Exercise: Restate each of the lines below word for word and drop every picture.

Record list:
________________
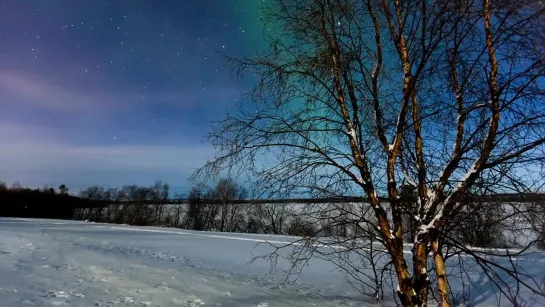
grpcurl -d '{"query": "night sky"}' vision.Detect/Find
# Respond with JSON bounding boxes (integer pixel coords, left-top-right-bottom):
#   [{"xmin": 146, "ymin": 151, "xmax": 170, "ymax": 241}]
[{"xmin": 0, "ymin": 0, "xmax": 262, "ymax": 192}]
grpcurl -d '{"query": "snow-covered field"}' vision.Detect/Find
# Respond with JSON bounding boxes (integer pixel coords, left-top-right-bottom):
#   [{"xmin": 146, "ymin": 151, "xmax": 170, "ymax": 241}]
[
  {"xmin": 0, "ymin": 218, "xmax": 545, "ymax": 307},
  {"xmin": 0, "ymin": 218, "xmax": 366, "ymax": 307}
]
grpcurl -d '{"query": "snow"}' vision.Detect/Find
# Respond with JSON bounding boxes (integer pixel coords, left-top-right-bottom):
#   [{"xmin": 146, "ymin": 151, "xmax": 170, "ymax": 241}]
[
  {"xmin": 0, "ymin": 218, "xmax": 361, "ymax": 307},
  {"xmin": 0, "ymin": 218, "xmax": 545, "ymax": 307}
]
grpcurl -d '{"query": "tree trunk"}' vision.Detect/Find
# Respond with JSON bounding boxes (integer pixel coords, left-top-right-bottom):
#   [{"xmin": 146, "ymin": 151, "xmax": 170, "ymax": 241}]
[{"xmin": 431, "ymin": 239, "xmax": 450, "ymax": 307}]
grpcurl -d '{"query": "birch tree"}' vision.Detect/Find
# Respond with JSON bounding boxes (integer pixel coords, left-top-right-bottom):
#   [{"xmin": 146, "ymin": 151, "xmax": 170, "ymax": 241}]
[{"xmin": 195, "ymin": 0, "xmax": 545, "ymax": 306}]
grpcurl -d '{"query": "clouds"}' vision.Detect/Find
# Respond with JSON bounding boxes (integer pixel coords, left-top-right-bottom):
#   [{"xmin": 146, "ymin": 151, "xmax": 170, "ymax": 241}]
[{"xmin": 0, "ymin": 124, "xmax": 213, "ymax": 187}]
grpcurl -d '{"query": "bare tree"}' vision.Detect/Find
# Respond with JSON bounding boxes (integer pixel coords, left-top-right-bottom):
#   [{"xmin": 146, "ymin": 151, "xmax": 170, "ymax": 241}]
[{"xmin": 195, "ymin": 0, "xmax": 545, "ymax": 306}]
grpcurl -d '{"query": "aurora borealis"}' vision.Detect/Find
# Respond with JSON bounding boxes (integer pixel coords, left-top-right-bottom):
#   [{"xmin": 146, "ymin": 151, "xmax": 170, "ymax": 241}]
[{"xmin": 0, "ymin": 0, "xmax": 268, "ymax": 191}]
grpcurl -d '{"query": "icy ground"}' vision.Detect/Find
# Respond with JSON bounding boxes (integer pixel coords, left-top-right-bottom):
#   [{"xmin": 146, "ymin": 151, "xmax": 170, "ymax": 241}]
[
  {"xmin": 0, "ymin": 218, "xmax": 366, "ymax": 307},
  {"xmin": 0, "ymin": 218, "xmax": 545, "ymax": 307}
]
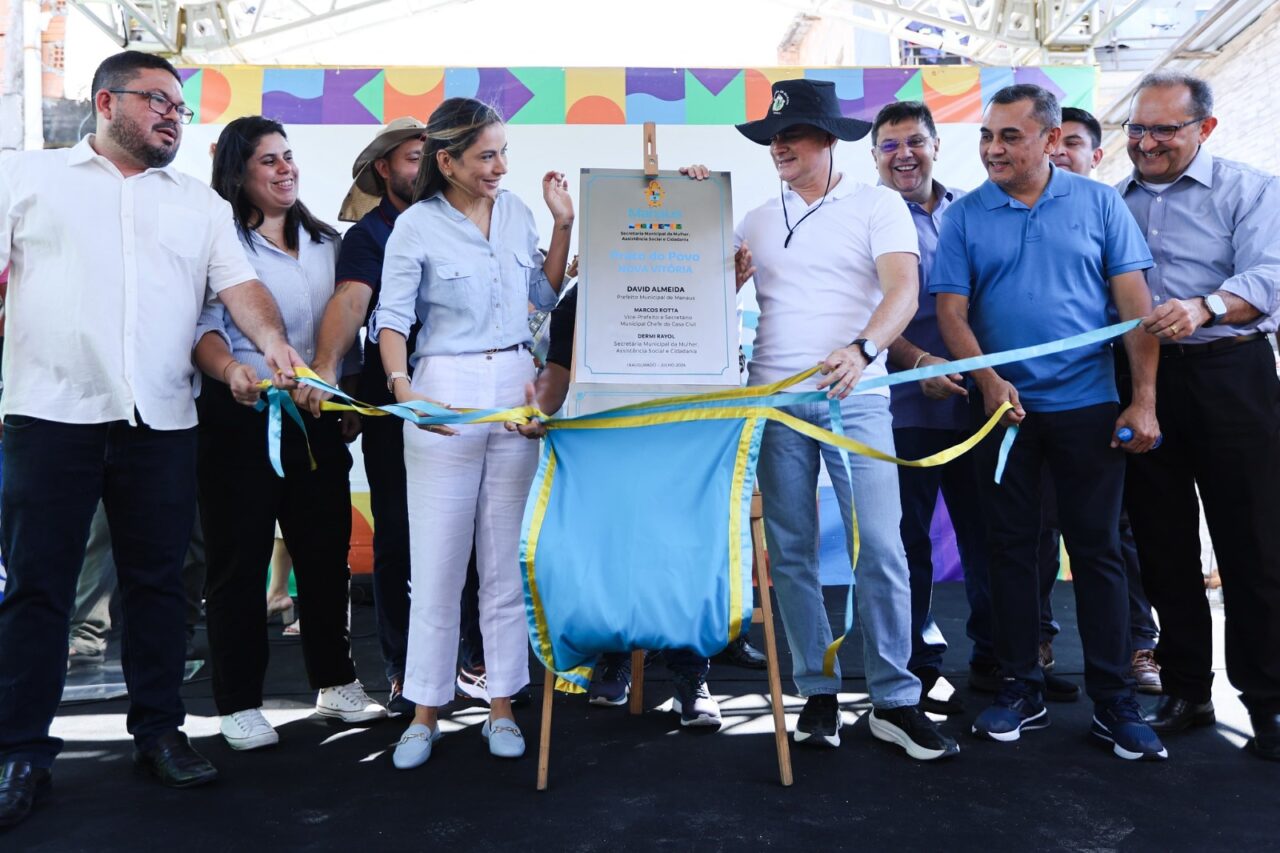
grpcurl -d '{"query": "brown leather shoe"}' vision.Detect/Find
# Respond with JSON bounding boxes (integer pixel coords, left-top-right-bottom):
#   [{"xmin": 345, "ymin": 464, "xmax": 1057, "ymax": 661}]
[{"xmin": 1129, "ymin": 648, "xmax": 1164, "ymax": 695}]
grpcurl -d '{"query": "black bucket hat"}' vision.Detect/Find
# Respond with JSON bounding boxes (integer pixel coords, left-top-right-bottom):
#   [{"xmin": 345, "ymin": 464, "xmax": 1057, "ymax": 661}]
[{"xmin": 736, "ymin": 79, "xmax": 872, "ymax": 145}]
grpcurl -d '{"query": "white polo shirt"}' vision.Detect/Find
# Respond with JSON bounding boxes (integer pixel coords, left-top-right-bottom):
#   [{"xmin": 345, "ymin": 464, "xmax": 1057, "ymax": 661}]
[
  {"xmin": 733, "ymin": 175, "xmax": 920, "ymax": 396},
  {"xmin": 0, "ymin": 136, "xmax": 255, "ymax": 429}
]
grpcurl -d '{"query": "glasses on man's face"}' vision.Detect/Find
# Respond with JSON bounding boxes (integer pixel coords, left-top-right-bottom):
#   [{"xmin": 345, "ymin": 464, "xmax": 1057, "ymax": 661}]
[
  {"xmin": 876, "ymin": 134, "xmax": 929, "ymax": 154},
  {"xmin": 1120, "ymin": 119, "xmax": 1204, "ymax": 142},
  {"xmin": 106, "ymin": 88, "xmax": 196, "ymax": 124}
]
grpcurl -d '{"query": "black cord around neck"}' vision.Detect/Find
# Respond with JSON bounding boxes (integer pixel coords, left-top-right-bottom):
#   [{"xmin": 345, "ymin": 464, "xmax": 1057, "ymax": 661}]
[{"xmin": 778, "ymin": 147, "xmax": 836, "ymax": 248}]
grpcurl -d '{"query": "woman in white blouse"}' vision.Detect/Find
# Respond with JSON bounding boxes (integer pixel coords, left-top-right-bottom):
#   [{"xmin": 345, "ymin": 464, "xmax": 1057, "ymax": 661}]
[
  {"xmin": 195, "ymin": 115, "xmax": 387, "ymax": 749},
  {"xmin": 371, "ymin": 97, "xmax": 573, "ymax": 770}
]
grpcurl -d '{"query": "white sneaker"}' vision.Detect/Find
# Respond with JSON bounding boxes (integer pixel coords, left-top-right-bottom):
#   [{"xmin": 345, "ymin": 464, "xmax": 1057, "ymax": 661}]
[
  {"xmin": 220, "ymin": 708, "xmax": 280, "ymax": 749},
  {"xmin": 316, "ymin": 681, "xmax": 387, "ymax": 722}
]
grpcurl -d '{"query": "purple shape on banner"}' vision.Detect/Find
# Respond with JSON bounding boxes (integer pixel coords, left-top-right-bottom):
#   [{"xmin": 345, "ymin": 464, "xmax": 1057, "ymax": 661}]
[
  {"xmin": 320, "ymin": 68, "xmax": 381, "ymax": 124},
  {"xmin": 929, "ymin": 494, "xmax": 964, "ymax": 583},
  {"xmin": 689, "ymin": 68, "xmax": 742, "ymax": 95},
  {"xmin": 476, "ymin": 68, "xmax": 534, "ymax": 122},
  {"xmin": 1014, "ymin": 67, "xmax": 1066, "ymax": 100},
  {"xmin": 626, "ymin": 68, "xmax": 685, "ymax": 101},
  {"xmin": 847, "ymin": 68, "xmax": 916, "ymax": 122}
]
________________
Expected answer:
grpcurl -d '{"query": "night sky"}' vision.Detect/Find
# Respond with JSON bounding boxes (integer pixel coords, left-top-right-bottom):
#   [{"xmin": 146, "ymin": 151, "xmax": 170, "ymax": 241}]
[{"xmin": 0, "ymin": 0, "xmax": 262, "ymax": 192}]
grpcurl -d '{"query": "snow-covered field"}' vision.Detect/Find
# Respond with JSON bounding boxes (integer pixel coords, left-top-right-bottom):
#   [{"xmin": 146, "ymin": 151, "xmax": 170, "ymax": 241}]
[
  {"xmin": 0, "ymin": 218, "xmax": 545, "ymax": 307},
  {"xmin": 0, "ymin": 218, "xmax": 366, "ymax": 307}
]
grpcurl -d '{"query": "snow"}' vision.Detect/Find
# Respond with JSON bounding boxes (integer pixel coords, left-top-right-bottom):
#   [{"xmin": 146, "ymin": 151, "xmax": 170, "ymax": 241}]
[
  {"xmin": 0, "ymin": 218, "xmax": 361, "ymax": 307},
  {"xmin": 0, "ymin": 218, "xmax": 545, "ymax": 307}
]
grpcurl -d '{"query": "tree trunk"}' vision.Detect/Find
# Respond with JSON bounding boxes (integer pixel coords, left-top-right-bottom):
#   [{"xmin": 146, "ymin": 151, "xmax": 170, "ymax": 241}]
[{"xmin": 431, "ymin": 239, "xmax": 450, "ymax": 307}]
grpcurl -d '{"query": "birch tree"}' vision.Detect/Find
# Respond with JSON bounding boxes (integer pixel coords, left-top-right-bottom):
#   [{"xmin": 146, "ymin": 151, "xmax": 170, "ymax": 241}]
[{"xmin": 195, "ymin": 0, "xmax": 545, "ymax": 306}]
grpcurl -d '{"query": "clouds"}' vision.Detect/Find
# Respond with JSON bounding boxes (integer pixel coords, left-top-right-bottom):
#   [{"xmin": 146, "ymin": 151, "xmax": 170, "ymax": 241}]
[{"xmin": 0, "ymin": 124, "xmax": 213, "ymax": 187}]
grpcurl -d '{"query": "bare tree"}' vision.Detect/Find
# Respond with JSON bounding boxes (integer pixel coords, left-top-right-bottom):
#   [{"xmin": 146, "ymin": 151, "xmax": 170, "ymax": 241}]
[{"xmin": 195, "ymin": 0, "xmax": 545, "ymax": 306}]
grpcurl -d '{"query": "aurora borealis"}' vision.Detect/Find
# Respond with JSON bounding boxes (integer pixel coords, left-top-right-bottom):
#   [{"xmin": 146, "ymin": 151, "xmax": 170, "ymax": 241}]
[{"xmin": 0, "ymin": 0, "xmax": 268, "ymax": 191}]
grpcurl -d '{"query": "icy ground"}' vision.Detect/Find
# Respond with JSON bounding boxes (integer pixel coords, left-top-right-bottom):
#   [{"xmin": 146, "ymin": 151, "xmax": 170, "ymax": 241}]
[
  {"xmin": 0, "ymin": 218, "xmax": 366, "ymax": 307},
  {"xmin": 0, "ymin": 218, "xmax": 545, "ymax": 307}
]
grpcurl -d '{"query": "brown leather shoe"}' vision.Detect/Find
# Respond with JSON bounding boxes (integer pixel coords, left-top-right-bottom):
#   [{"xmin": 345, "ymin": 464, "xmax": 1057, "ymax": 661}]
[{"xmin": 1129, "ymin": 648, "xmax": 1164, "ymax": 695}]
grpcurl -d '{"query": "black bucket hat"}' vision.Detect/Find
# Respond with JSON bounding boxes (integer pixel coords, left-top-right-bottom):
#   [{"xmin": 345, "ymin": 464, "xmax": 1057, "ymax": 661}]
[{"xmin": 736, "ymin": 79, "xmax": 872, "ymax": 145}]
grpcurl -d '{"query": "white polo shirt"}' vision.Detect/Find
# Respond with JSON bounding boxes (integer pixel coords, left-top-right-bottom):
#   [{"xmin": 345, "ymin": 464, "xmax": 1057, "ymax": 661}]
[
  {"xmin": 733, "ymin": 175, "xmax": 920, "ymax": 396},
  {"xmin": 0, "ymin": 136, "xmax": 255, "ymax": 429}
]
grpcurl -d '{"query": "glasses on man's face"}' vision.Detect/Find
# Respond with JSON bounding boxes (integer pixel coords, left-top-right-bottom):
#   [{"xmin": 345, "ymin": 464, "xmax": 1057, "ymax": 661}]
[
  {"xmin": 876, "ymin": 134, "xmax": 929, "ymax": 154},
  {"xmin": 1120, "ymin": 119, "xmax": 1204, "ymax": 142},
  {"xmin": 106, "ymin": 88, "xmax": 196, "ymax": 124}
]
grpcurl -d '{"query": "black cord around neck"}' vision.Detect/Find
# Respond with JSON bounding boxes (integer pixel coords, left-top-right-bottom):
#   [{"xmin": 345, "ymin": 464, "xmax": 1057, "ymax": 661}]
[{"xmin": 778, "ymin": 147, "xmax": 836, "ymax": 248}]
grpcurl -d '{"query": "woman in white blouse"}' vision.Detect/Find
# Respond with JSON bounding boxes (integer pixel coords, left-top-right-bottom):
#   [{"xmin": 345, "ymin": 464, "xmax": 1057, "ymax": 661}]
[
  {"xmin": 195, "ymin": 115, "xmax": 387, "ymax": 749},
  {"xmin": 371, "ymin": 97, "xmax": 573, "ymax": 770}
]
grpcurl -d '{"query": "white sneaker"}' vision.Detect/Find
# Respond with JSON bounding boxes (integer pixel coords, left-top-right-bottom):
#   [{"xmin": 345, "ymin": 464, "xmax": 1057, "ymax": 661}]
[
  {"xmin": 220, "ymin": 708, "xmax": 280, "ymax": 749},
  {"xmin": 316, "ymin": 681, "xmax": 387, "ymax": 722}
]
grpcurl -d '{"query": "purple shape on banner"}' vision.Detect/Find
# Respond with JSON bounding boxes (integer pixel coords, left-top-right-bottom):
#   [{"xmin": 345, "ymin": 464, "xmax": 1057, "ymax": 661}]
[
  {"xmin": 320, "ymin": 68, "xmax": 381, "ymax": 124},
  {"xmin": 929, "ymin": 494, "xmax": 964, "ymax": 583},
  {"xmin": 689, "ymin": 68, "xmax": 742, "ymax": 95},
  {"xmin": 476, "ymin": 68, "xmax": 534, "ymax": 122},
  {"xmin": 1014, "ymin": 67, "xmax": 1066, "ymax": 100},
  {"xmin": 626, "ymin": 68, "xmax": 685, "ymax": 101},
  {"xmin": 847, "ymin": 68, "xmax": 916, "ymax": 122}
]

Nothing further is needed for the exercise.